══ RECORDED INFORMATION
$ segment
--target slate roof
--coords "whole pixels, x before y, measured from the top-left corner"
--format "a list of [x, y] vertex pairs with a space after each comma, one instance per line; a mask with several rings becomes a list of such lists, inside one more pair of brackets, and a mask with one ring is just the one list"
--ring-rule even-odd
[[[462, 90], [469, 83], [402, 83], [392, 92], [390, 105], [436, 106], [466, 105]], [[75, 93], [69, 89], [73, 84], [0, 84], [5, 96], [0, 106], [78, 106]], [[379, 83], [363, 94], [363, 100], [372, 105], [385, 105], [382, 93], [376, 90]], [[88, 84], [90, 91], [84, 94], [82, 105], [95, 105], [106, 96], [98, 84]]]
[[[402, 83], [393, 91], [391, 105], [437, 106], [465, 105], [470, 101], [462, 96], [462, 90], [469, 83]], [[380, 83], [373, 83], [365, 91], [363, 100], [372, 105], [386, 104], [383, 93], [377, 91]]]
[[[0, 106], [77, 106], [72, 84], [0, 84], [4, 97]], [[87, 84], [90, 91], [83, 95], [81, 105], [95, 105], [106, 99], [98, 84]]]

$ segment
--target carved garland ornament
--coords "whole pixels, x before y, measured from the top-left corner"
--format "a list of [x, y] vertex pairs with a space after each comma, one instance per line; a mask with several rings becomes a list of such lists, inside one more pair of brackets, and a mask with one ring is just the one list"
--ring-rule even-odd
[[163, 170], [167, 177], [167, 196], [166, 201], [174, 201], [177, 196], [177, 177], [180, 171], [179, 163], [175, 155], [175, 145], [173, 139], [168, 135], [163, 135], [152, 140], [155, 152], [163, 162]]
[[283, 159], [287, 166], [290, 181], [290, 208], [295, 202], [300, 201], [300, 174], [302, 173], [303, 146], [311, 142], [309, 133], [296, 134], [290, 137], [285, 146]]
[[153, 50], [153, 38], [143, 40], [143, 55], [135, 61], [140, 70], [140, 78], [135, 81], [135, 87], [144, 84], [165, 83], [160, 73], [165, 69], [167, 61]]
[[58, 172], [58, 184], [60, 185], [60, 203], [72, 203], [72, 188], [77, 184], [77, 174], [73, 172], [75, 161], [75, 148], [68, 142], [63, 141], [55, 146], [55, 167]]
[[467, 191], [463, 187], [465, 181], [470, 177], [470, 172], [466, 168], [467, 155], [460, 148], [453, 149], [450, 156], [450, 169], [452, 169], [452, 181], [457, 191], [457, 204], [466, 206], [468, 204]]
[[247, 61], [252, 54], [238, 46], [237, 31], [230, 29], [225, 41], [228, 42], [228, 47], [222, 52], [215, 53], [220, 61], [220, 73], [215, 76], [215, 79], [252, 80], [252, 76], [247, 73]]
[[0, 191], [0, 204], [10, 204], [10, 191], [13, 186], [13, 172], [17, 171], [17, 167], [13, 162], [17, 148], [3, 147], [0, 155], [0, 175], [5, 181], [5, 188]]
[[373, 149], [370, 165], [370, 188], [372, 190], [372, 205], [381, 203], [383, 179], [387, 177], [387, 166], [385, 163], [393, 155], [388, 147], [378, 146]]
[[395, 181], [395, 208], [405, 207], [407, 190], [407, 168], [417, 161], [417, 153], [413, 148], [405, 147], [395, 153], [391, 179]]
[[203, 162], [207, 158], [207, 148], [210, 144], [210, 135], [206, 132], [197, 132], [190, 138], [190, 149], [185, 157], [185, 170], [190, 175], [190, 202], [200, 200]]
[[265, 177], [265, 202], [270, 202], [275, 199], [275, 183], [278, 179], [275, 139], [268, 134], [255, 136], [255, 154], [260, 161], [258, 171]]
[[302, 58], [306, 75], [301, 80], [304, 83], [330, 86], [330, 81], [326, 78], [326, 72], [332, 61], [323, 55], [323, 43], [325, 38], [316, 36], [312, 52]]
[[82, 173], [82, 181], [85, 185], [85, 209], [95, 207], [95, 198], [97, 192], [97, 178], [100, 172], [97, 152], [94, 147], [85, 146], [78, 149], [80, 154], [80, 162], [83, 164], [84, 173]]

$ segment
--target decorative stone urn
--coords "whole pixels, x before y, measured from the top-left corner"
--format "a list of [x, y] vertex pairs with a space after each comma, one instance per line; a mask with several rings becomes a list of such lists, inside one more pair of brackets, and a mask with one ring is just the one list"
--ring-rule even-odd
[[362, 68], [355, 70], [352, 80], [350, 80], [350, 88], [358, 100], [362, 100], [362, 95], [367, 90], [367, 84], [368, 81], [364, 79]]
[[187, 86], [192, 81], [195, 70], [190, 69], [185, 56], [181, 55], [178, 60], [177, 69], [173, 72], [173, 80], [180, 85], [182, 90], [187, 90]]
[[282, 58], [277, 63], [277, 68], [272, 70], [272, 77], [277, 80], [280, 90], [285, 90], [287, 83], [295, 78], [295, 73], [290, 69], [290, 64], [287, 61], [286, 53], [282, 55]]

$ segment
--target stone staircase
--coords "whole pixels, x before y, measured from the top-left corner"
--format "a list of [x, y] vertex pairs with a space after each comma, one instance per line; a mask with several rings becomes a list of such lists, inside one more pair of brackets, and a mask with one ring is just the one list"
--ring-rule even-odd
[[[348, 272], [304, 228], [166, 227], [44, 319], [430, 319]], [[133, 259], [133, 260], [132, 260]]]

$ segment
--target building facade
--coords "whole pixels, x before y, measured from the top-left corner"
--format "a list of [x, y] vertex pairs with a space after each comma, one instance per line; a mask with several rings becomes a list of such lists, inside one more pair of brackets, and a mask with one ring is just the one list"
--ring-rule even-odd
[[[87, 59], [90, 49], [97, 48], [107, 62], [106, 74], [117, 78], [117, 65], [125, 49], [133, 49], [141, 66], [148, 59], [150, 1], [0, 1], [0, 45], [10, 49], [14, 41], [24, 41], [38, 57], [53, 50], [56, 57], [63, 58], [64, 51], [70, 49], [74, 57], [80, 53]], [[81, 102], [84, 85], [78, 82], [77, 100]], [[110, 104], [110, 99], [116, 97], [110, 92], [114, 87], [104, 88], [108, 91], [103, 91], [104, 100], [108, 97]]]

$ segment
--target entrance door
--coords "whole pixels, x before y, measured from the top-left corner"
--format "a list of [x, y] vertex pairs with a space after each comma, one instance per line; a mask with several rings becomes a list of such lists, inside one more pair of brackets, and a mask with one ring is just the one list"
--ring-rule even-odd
════
- WHAT YOU WILL DO:
Extract the whole listing, character for character.

- FULL RESPONSE:
$ segment
--target slate roof
--coords "whole pixels, x before y, measured from the top-left corner"
--format "a list of [x, y] vertex pairs with a space after each comma, one instance per line; a mask with several rings becomes a list of such lists, inside one more pair of brackets, and a mask with one ring is just the one list"
--ring-rule even-odd
[[[462, 90], [469, 83], [402, 83], [392, 92], [390, 105], [436, 106], [466, 105]], [[75, 93], [69, 89], [73, 84], [0, 84], [5, 96], [0, 106], [78, 106]], [[379, 83], [363, 94], [363, 100], [372, 105], [385, 105], [382, 93], [376, 90]], [[88, 84], [90, 91], [84, 94], [82, 105], [95, 105], [106, 96], [98, 84]]]
[[[402, 83], [393, 91], [391, 105], [437, 106], [465, 105], [470, 101], [462, 96], [462, 90], [469, 83]], [[380, 83], [373, 83], [365, 91], [363, 100], [372, 105], [386, 104], [383, 93], [377, 91]]]
[[[0, 106], [77, 106], [72, 84], [0, 84], [4, 97]], [[87, 84], [90, 91], [83, 95], [81, 105], [95, 105], [106, 99], [98, 84]]]

$ segment
--target carved garland ornament
--coords "whole pixels, x before y, measured from the top-left corner"
--format "a list of [x, y] vertex pairs with a space after each comma, one instance per line; a mask with several rings becomes a list of such lists, inside one more pair of brackets, and a mask with one ring is just the one list"
--ring-rule even-odd
[[163, 170], [167, 177], [167, 196], [166, 201], [174, 201], [177, 196], [177, 177], [180, 171], [179, 163], [175, 155], [175, 145], [173, 139], [168, 135], [163, 135], [152, 140], [155, 152], [163, 162]]
[[283, 159], [287, 166], [290, 181], [290, 208], [295, 202], [300, 201], [300, 174], [302, 173], [303, 146], [311, 142], [309, 133], [296, 134], [290, 137], [285, 146]]
[[153, 50], [153, 38], [143, 40], [143, 55], [135, 61], [140, 70], [140, 78], [135, 81], [135, 87], [144, 84], [165, 83], [160, 73], [165, 69], [167, 61]]
[[58, 172], [58, 184], [60, 185], [60, 203], [72, 203], [72, 188], [77, 184], [77, 174], [73, 172], [75, 161], [75, 148], [68, 142], [63, 141], [55, 146], [55, 167]]
[[467, 191], [463, 187], [465, 181], [470, 177], [470, 172], [466, 168], [467, 155], [460, 148], [453, 149], [450, 156], [450, 169], [452, 169], [452, 181], [457, 191], [457, 204], [466, 206], [468, 204]]
[[247, 61], [252, 54], [238, 46], [237, 31], [230, 29], [225, 41], [228, 42], [228, 47], [222, 52], [215, 53], [220, 61], [220, 73], [215, 76], [215, 79], [252, 80], [252, 76], [247, 73]]
[[0, 191], [0, 204], [10, 204], [10, 191], [13, 186], [13, 172], [17, 171], [17, 167], [13, 162], [17, 148], [3, 147], [0, 155], [0, 175], [5, 181], [5, 188]]
[[373, 149], [370, 165], [370, 188], [372, 190], [372, 205], [381, 203], [383, 179], [387, 177], [387, 166], [385, 163], [393, 155], [388, 147], [378, 146]]
[[395, 181], [395, 208], [405, 207], [407, 190], [407, 168], [417, 161], [417, 153], [413, 148], [405, 147], [395, 153], [391, 179]]
[[203, 162], [207, 158], [207, 148], [210, 144], [210, 135], [206, 132], [197, 132], [190, 138], [190, 149], [185, 157], [185, 170], [190, 175], [190, 202], [200, 200]]
[[265, 177], [265, 202], [270, 202], [275, 199], [275, 183], [278, 179], [275, 139], [268, 134], [255, 136], [255, 154], [260, 161], [258, 171]]
[[302, 58], [306, 75], [301, 80], [304, 83], [330, 86], [330, 81], [326, 78], [326, 72], [332, 61], [323, 55], [323, 43], [325, 38], [316, 36], [312, 52]]
[[82, 173], [82, 181], [85, 185], [85, 209], [95, 207], [95, 198], [97, 192], [97, 178], [100, 172], [97, 152], [94, 147], [85, 146], [78, 149], [80, 154], [80, 162], [83, 164], [84, 173]]

$ segment
--target decorative stone urn
--coords "whole pixels, x before y, measured from the top-left corner"
--format "a list of [x, y] vertex pairs with a space after each comma, one instance per line; a mask with several rings becomes a list of such lists, inside one more pair of brackets, and a mask with one ring is just the one list"
--ring-rule even-odd
[[362, 68], [355, 70], [352, 80], [350, 80], [350, 88], [358, 100], [362, 100], [362, 95], [367, 90], [367, 84], [368, 81], [364, 79]]
[[187, 86], [192, 81], [195, 70], [190, 69], [185, 56], [181, 55], [178, 60], [177, 69], [173, 72], [173, 80], [180, 85], [182, 90], [187, 90]]
[[282, 58], [277, 63], [277, 68], [272, 70], [272, 77], [277, 80], [280, 90], [285, 90], [287, 83], [295, 78], [295, 73], [290, 69], [290, 64], [287, 61], [286, 53], [282, 55]]

$ segment
--target stone staircase
--coords "whole pixels, x before y, measured from the top-left corner"
--format "a list of [x, y] vertex pairs with a space after each comma, one instance per line; a mask with several rings becomes a list of such lists, inside one more pair of brackets, and a mask with one ring is just the one list"
--ring-rule even-odd
[[[348, 272], [304, 228], [166, 227], [44, 319], [430, 319]], [[133, 259], [133, 260], [132, 260]]]

$ segment
--target building facade
--coords "whole pixels, x before y, measured from the top-left corner"
--format "a list of [x, y] vertex pairs with a space after each comma, one instance per line; a mask with several rings becomes a list of such lists, inside one more pair of brackets, and a mask with one ring is just the one list"
--ring-rule even-odd
[[[87, 59], [90, 49], [97, 48], [107, 62], [106, 74], [117, 78], [117, 65], [125, 49], [133, 49], [141, 66], [148, 59], [150, 1], [0, 1], [0, 45], [10, 49], [14, 41], [24, 41], [38, 57], [53, 50], [56, 57], [63, 58], [64, 51], [70, 49], [74, 57], [80, 53]], [[81, 102], [84, 85], [78, 82], [77, 100]], [[110, 104], [110, 99], [116, 97], [110, 92], [114, 87], [104, 88], [108, 91], [103, 91], [104, 100], [108, 97]]]

$ segment
--target entrance door
--coords "whole pixels, x before y, measured from the top-left corner"
--format "a list of [x, y] vertex pairs with a space after each comma, one instance per line; a mask with several rings becomes a list of such lists, inside one more pair of brackets, and a mask with one ring is just the one list"
--ring-rule even-odd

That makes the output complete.